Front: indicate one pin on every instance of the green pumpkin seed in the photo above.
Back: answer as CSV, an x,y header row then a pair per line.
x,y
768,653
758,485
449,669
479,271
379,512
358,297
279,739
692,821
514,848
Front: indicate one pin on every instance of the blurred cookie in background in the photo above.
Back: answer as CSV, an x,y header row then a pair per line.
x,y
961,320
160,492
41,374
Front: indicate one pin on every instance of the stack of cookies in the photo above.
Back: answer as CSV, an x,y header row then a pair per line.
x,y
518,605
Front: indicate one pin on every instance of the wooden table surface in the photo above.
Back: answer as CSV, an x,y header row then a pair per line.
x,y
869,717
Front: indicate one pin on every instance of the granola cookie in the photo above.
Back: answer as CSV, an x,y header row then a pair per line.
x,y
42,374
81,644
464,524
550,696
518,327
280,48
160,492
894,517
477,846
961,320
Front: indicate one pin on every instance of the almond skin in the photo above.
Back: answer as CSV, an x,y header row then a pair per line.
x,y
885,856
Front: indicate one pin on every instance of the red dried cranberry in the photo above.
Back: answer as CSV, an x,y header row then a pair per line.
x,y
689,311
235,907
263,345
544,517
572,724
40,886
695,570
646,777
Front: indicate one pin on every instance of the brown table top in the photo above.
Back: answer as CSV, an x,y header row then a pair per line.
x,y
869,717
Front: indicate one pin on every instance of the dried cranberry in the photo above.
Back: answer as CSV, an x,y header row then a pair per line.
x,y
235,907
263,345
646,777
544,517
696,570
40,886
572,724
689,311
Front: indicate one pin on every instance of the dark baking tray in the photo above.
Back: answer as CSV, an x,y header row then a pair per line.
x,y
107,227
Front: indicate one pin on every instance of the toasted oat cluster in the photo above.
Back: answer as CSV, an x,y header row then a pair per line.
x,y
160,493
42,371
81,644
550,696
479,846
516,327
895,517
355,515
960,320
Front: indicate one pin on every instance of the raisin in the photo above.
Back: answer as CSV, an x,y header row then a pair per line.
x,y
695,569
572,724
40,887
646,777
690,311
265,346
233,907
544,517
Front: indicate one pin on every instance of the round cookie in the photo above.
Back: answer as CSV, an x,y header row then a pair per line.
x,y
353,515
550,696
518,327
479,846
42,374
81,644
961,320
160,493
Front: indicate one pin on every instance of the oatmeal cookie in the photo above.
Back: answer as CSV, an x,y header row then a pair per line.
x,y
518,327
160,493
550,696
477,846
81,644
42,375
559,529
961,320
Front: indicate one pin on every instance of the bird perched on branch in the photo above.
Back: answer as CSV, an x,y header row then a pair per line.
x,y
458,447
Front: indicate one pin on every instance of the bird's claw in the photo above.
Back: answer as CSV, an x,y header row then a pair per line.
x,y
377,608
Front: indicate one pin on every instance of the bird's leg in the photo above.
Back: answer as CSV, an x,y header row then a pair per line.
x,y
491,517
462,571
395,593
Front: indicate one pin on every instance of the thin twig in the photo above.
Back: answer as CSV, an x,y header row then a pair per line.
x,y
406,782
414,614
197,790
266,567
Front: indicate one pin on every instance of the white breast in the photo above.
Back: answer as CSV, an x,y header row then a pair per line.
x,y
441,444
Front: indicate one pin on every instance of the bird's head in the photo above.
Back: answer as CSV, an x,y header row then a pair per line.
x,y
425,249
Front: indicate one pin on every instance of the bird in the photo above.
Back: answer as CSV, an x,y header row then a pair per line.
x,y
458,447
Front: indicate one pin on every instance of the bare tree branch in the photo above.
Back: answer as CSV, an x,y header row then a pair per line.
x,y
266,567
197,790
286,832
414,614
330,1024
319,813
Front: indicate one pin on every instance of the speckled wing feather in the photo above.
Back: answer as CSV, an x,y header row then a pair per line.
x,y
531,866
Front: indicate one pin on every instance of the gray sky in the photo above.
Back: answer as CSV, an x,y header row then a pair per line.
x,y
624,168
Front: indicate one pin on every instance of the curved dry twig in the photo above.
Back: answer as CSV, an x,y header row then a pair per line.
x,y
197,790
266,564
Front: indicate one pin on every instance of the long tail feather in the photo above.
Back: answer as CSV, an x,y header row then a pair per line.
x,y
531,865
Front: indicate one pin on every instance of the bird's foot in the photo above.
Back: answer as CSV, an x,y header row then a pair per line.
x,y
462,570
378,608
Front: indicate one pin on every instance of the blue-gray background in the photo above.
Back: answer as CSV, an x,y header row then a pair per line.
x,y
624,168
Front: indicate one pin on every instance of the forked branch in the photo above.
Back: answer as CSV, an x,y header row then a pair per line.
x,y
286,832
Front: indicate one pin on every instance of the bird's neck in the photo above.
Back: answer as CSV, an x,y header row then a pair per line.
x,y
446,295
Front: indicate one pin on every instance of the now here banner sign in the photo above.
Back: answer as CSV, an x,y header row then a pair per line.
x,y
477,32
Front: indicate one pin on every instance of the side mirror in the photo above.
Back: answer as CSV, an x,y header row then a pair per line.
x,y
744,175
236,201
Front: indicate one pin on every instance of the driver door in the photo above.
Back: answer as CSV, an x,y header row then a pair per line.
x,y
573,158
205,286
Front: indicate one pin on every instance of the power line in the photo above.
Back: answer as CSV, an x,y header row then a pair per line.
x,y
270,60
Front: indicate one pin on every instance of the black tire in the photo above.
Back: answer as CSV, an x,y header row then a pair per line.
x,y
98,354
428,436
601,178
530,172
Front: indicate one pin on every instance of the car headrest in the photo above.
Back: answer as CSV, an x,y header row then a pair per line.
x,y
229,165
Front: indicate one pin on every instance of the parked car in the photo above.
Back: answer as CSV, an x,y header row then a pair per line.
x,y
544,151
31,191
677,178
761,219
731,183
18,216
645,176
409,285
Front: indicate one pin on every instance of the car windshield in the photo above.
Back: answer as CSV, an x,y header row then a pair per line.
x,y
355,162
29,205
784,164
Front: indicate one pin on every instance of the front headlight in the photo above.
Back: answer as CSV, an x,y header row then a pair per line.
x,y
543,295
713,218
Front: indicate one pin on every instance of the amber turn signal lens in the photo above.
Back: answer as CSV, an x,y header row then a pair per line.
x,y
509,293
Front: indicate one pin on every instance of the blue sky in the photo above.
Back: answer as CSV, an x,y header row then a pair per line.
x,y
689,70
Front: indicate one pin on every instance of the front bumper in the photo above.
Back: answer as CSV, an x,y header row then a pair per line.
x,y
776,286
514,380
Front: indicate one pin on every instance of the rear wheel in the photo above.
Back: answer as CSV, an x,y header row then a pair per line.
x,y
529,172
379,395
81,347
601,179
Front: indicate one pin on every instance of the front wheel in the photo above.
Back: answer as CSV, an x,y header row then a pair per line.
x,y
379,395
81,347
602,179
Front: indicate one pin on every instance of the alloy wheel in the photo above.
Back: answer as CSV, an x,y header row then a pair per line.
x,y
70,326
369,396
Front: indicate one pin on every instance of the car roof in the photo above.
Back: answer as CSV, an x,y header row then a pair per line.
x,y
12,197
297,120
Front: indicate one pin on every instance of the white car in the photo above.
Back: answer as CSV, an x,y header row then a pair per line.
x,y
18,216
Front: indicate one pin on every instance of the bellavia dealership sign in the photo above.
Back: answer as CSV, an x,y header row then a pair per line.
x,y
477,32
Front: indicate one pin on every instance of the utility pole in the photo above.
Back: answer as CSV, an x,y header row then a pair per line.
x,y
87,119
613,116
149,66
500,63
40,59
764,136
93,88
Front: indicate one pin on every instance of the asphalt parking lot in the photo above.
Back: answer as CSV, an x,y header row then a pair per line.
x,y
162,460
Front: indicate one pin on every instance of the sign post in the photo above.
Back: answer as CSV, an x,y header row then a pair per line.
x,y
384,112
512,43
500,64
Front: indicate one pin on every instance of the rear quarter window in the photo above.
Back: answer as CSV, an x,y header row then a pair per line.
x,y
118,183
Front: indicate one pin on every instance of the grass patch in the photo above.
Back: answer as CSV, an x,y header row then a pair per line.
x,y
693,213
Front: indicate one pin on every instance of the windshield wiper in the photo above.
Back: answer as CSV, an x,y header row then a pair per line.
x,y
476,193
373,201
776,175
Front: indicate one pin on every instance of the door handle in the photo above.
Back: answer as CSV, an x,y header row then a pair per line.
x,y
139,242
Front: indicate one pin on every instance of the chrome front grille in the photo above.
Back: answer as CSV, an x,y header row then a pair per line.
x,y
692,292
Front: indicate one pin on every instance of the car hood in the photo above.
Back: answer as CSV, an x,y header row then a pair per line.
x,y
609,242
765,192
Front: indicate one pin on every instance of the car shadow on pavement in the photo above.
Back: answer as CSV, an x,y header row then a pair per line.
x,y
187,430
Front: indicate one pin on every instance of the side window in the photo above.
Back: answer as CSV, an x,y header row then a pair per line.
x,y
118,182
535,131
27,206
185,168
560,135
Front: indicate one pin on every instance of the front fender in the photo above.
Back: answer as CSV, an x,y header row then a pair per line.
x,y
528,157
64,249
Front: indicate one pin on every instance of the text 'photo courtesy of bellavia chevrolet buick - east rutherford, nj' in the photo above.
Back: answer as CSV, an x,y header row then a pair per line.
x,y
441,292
# # # # #
◆ **What needs to be done**
Pull out every line from the one with "Front: indicate one pin on every instance of the door" to the end of the listing, and output only those.

◆ **The answer**
Front: indicate one pin on every instance of the door handle in the photo above.
Back: answer as CSV, an x,y header row then a pair per line.
x,y
139,242
Front: indicate one pin on every instance of the chrome front grille in the photo above.
Back: answer as CSV, an x,y header row then a pair per line.
x,y
692,292
Front: indicate one pin on every instance of the car hood in the photo above.
Back: answer as CSV, an x,y header row then a pair per line.
x,y
609,242
765,192
Front: indicate one pin on every instance of the car shadow on pavement in the photo above.
Back: answer as CSV, an x,y header row then a pair per line.
x,y
187,430
Front: indicate one pin on every instance of the side window in the photo above.
Back: answer as CSV, an x,y header row then a pair per line.
x,y
118,182
535,131
27,206
185,168
560,135
Front: indicate one pin on every instance of the front fender in the photo above.
Back: answer as CSV, an x,y header row then a pair per line.
x,y
528,157
64,249
Front: indicate one pin on every instance of the text 'photo courtesy of bellavia chevrolet buick - east rutherford, nj' in the photo above.
Back: answer as CSV, an x,y header row then a pair per line.
x,y
441,292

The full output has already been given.